Your task:
Go through the items below and pull out every line that contains the string "pavement". Case counts.

___

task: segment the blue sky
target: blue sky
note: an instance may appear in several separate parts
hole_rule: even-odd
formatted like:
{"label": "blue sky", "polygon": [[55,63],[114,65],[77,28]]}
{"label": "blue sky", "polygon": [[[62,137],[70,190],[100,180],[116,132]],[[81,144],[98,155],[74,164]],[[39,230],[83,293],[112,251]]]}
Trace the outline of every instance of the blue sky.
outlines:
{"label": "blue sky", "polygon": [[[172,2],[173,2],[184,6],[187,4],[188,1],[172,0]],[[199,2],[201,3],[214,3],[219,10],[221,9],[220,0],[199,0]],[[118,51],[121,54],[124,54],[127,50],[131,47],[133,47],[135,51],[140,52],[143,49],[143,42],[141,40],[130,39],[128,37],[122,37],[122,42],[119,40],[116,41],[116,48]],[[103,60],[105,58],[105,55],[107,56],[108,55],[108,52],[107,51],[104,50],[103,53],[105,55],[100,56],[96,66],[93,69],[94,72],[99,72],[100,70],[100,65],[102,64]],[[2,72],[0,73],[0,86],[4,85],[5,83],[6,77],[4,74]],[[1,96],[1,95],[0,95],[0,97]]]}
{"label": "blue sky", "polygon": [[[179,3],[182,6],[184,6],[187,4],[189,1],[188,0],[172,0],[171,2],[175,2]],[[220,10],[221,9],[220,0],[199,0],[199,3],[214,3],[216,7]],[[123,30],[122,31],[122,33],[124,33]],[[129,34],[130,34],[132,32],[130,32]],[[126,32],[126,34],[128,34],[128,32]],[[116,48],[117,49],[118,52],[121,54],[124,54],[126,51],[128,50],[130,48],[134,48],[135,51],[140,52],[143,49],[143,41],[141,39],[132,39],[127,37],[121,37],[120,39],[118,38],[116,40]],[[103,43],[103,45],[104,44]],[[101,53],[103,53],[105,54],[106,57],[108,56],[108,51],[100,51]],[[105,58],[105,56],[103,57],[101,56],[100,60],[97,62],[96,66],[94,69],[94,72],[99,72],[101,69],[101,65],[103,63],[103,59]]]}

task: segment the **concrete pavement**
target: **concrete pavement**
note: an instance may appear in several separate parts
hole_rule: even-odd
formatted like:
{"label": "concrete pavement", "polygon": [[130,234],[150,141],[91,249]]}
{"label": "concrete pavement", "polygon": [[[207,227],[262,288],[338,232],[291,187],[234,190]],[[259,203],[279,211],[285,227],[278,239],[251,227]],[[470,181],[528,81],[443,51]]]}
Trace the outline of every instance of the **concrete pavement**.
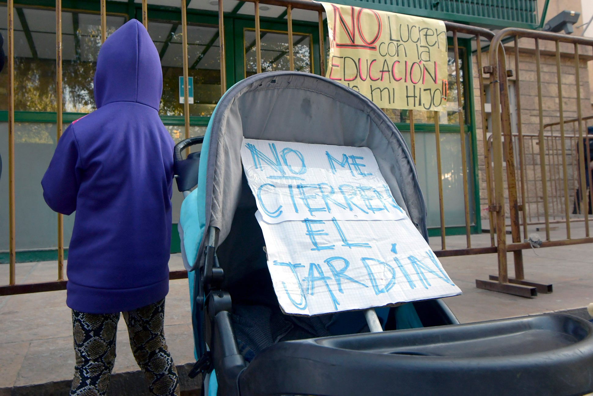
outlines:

___

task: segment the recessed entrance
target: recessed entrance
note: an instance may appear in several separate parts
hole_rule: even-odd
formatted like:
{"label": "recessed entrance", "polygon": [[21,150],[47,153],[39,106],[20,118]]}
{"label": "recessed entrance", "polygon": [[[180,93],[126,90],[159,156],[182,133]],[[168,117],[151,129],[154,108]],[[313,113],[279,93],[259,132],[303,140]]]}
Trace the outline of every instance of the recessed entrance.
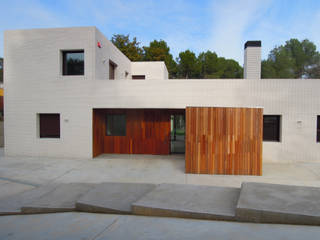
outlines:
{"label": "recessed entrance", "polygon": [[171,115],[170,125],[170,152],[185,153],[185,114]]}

___

Exercise answer:
task: segment the **concrete pavement**
target: **concrete pavement**
{"label": "concrete pavement", "polygon": [[130,234],[150,141],[91,249]]}
{"label": "concrete pavement", "polygon": [[[207,227],[262,288],[338,232],[291,187],[234,190]],[[259,203],[279,211],[285,227],[278,239],[251,227]],[[470,181],[528,81],[443,51]]]}
Trace the outline of every instance of the **concrete pavement**.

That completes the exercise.